_Required work_
Print, without any change, the lines between the one containing "Objective — one point per instance of the gable" and the one containing "[[323, 217]]", inclusive.

_Raw data_
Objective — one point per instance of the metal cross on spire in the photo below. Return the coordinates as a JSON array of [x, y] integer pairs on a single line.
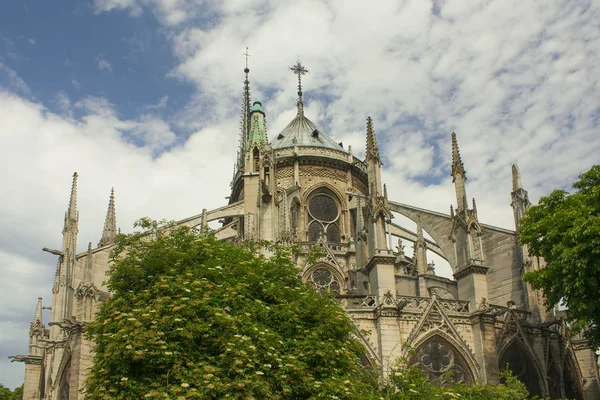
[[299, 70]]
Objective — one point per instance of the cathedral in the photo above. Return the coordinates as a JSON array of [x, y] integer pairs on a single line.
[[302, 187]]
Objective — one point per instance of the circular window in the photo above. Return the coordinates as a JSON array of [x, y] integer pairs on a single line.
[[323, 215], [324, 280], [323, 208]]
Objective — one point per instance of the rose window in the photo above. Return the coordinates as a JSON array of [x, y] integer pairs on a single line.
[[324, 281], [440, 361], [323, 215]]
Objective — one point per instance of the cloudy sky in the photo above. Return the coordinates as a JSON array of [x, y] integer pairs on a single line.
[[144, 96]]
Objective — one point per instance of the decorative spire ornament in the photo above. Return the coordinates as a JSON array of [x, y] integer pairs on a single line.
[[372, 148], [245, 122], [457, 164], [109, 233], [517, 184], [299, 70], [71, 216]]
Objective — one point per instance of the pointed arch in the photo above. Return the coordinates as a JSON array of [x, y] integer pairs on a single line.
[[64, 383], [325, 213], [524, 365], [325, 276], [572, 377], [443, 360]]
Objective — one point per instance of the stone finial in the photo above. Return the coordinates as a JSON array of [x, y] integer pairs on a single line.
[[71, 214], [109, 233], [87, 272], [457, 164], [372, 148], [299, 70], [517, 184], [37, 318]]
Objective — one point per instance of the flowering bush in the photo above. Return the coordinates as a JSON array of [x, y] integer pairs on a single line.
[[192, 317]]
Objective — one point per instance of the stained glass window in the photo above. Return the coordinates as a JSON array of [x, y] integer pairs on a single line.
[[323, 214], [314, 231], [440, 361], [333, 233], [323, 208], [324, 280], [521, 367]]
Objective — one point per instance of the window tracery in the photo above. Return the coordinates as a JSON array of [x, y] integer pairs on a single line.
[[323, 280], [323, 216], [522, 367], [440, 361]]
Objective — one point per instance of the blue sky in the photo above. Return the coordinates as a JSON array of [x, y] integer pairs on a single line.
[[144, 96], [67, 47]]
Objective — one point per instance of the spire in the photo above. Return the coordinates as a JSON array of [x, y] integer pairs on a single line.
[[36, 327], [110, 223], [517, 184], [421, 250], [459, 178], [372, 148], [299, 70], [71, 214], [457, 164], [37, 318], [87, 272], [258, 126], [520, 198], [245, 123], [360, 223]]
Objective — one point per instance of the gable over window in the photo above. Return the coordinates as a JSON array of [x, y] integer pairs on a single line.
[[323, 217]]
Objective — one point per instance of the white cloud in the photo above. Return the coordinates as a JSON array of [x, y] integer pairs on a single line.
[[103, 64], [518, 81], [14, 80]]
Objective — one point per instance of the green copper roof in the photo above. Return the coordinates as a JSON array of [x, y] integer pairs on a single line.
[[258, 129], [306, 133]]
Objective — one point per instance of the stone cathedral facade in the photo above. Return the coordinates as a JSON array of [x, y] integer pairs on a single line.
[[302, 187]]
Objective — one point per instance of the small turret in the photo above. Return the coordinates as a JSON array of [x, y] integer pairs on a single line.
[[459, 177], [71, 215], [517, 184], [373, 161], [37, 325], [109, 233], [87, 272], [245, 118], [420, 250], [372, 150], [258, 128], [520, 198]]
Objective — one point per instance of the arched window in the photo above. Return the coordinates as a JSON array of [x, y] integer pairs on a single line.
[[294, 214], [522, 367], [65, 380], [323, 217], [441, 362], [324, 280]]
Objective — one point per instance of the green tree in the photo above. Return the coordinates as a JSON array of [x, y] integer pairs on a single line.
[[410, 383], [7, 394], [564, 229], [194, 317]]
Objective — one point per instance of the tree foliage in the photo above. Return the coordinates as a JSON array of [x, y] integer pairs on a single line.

_Answer to this exercise_
Objective — one point per instance of the gable over window in the photo above. Return the coordinates as a JSON array of [x, y] integer pairs on a single line.
[[323, 217]]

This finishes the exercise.